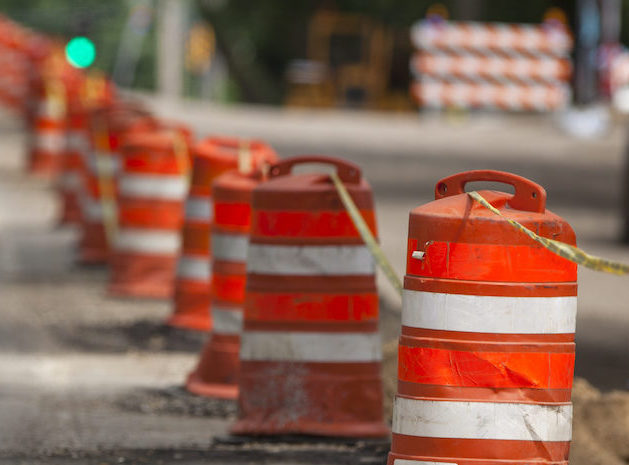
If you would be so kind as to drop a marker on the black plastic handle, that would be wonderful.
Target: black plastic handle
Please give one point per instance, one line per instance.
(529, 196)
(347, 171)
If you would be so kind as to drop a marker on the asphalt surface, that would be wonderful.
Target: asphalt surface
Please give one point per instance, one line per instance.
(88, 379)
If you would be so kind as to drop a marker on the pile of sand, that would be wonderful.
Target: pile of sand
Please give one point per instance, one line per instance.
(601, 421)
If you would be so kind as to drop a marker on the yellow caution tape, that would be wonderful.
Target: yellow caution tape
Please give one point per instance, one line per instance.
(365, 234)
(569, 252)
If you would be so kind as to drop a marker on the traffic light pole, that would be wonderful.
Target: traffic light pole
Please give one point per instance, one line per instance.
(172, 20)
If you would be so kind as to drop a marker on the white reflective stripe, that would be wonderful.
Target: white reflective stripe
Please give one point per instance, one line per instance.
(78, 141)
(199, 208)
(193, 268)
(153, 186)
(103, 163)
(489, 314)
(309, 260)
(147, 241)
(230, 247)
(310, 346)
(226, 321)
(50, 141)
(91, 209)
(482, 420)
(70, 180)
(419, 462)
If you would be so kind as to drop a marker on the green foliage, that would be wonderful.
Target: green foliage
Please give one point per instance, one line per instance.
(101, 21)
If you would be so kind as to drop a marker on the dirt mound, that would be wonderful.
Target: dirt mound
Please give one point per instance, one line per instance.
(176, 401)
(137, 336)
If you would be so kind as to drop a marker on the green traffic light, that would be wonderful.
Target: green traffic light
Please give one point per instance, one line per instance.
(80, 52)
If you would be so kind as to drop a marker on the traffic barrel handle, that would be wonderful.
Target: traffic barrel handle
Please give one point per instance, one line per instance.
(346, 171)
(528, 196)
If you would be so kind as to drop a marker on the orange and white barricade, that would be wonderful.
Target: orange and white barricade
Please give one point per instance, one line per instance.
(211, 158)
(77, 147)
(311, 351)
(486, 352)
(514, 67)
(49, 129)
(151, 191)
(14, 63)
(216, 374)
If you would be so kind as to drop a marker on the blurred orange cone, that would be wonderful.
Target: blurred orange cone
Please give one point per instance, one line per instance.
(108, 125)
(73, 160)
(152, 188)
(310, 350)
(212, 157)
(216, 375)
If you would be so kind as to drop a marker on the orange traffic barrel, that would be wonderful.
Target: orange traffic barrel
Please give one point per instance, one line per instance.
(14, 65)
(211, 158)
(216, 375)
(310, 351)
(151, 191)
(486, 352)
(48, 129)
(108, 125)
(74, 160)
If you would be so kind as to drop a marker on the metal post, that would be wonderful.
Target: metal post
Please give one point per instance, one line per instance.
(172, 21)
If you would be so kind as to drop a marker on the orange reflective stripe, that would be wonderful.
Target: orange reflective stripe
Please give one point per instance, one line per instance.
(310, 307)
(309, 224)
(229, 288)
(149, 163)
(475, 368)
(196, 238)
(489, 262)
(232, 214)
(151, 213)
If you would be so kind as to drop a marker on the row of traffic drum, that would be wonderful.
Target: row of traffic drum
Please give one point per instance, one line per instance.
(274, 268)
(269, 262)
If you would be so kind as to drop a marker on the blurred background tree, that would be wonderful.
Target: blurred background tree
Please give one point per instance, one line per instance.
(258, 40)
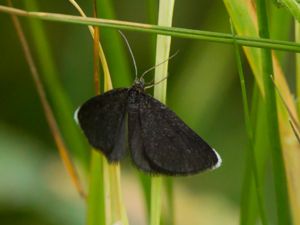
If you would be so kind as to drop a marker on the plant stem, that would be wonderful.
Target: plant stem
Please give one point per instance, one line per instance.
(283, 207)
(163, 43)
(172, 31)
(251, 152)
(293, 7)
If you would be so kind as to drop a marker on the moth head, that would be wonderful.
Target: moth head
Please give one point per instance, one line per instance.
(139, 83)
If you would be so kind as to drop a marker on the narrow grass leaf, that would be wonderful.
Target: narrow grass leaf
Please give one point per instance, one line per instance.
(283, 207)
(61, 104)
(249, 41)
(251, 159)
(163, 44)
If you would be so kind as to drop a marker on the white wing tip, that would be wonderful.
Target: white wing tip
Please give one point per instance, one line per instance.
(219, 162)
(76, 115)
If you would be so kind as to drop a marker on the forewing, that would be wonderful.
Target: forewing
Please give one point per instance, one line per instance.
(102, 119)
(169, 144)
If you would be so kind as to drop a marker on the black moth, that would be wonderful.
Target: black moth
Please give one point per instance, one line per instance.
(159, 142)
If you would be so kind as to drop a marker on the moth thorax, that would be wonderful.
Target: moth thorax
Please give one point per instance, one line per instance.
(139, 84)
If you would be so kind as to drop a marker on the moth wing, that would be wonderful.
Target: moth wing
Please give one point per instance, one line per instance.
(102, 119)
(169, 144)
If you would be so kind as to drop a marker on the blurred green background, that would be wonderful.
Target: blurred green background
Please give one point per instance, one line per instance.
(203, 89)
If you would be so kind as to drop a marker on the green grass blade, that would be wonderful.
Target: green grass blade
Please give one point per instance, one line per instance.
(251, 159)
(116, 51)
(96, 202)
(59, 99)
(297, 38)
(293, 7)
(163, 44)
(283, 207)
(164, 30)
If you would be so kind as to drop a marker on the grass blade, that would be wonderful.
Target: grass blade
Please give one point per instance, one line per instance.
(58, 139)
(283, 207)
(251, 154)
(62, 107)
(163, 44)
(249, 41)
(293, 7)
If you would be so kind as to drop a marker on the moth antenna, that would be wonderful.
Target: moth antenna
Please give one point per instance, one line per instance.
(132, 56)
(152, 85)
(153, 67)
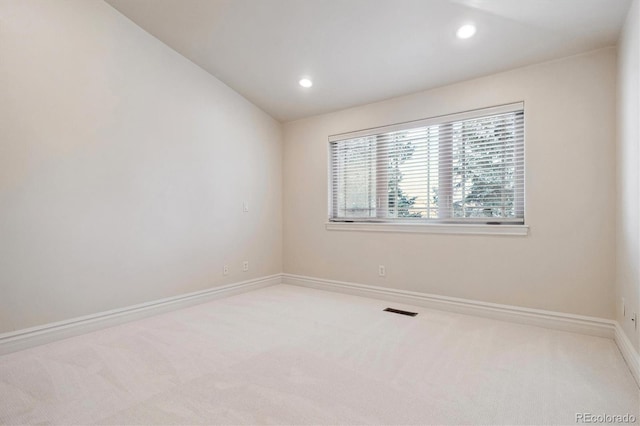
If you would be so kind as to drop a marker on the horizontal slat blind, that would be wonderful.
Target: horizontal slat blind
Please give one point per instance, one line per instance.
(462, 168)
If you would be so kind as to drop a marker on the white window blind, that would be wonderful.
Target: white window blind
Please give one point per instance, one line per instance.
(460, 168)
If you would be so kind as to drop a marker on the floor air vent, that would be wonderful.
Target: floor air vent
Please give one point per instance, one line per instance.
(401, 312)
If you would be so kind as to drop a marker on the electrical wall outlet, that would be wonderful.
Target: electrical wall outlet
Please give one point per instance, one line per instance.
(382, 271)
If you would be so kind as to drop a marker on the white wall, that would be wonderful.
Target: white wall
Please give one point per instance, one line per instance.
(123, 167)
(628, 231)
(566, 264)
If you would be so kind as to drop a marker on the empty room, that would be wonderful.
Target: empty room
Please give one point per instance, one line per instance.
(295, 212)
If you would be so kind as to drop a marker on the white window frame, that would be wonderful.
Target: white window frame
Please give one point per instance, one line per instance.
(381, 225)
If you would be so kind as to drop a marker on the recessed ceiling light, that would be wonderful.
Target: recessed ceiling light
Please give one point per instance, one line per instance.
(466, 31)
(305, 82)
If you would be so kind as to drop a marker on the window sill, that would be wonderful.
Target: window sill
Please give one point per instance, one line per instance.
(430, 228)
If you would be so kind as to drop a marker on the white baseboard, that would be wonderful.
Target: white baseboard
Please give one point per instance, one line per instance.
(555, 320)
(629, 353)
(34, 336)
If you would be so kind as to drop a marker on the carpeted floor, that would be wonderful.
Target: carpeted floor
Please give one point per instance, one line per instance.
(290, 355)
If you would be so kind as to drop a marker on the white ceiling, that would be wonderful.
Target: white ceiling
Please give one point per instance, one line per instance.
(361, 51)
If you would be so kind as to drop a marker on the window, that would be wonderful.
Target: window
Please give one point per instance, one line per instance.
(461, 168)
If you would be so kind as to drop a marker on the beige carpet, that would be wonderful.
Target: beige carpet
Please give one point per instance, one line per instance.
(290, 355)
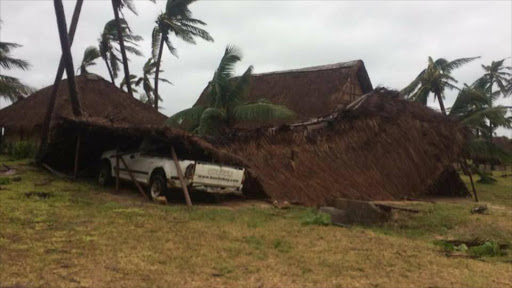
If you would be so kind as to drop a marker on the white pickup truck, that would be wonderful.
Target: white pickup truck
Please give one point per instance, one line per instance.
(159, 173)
...
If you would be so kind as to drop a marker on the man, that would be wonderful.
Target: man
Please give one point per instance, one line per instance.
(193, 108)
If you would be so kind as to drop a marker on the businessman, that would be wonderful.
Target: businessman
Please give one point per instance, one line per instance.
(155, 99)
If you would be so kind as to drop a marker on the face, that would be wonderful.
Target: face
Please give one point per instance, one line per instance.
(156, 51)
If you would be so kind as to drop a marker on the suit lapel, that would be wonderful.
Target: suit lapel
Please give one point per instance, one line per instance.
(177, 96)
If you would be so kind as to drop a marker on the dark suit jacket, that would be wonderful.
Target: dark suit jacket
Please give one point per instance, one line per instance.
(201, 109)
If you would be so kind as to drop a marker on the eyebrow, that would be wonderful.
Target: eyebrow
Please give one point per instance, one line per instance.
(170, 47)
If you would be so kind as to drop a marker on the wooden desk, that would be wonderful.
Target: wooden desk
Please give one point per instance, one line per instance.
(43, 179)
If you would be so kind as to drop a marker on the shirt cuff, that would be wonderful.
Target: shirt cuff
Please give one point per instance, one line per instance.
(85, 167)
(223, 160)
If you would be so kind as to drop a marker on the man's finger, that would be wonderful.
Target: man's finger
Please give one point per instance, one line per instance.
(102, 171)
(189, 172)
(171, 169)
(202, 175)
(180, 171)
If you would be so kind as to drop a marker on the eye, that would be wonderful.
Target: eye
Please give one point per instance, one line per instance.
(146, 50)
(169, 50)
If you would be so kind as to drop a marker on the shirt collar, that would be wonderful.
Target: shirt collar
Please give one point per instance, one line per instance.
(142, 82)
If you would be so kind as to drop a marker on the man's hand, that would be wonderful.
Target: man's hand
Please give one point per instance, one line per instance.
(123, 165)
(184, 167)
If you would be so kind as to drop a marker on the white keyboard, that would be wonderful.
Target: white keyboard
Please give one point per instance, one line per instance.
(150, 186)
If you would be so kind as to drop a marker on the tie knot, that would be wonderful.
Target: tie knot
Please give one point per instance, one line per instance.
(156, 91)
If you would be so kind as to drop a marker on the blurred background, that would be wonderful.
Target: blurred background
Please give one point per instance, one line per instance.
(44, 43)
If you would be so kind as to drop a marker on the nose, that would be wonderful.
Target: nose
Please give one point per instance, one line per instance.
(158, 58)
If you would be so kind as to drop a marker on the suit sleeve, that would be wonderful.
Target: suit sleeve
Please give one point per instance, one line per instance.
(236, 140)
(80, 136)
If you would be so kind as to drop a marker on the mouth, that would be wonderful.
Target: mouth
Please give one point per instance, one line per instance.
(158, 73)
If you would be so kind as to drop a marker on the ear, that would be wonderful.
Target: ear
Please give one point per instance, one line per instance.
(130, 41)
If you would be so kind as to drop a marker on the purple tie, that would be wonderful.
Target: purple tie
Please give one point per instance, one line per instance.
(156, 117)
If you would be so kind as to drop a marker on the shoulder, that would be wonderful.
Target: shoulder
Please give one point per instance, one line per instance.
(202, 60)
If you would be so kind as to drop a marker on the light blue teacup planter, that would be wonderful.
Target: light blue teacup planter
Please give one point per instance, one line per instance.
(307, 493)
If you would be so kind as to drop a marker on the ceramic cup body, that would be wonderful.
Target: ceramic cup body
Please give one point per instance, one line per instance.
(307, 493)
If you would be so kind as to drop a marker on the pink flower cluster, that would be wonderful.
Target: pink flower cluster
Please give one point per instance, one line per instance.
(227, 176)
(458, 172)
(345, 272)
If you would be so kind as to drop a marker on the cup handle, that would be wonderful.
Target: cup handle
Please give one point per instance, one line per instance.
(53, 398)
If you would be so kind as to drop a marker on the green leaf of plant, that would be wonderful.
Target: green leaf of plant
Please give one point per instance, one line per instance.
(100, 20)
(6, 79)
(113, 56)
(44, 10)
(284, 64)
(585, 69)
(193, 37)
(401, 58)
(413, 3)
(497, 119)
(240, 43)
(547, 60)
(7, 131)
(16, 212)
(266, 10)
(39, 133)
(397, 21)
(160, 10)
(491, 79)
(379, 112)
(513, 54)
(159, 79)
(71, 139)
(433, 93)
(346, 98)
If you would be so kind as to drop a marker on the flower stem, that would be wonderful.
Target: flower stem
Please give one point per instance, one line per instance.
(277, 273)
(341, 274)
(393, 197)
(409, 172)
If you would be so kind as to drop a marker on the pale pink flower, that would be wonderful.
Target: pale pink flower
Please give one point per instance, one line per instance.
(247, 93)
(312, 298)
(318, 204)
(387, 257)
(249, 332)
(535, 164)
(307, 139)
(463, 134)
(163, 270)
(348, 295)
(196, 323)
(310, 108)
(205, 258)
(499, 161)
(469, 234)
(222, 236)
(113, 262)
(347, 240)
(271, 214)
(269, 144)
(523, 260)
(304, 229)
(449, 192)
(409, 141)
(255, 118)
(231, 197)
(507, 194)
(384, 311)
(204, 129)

_What is expected_
Pull out every line of the records above that contains the word "sleeve", matching case exactly.

_Solution_
If you would be so kind as to drop a marker on the suit sleeve, that would be wonderful.
Target: suit sleeve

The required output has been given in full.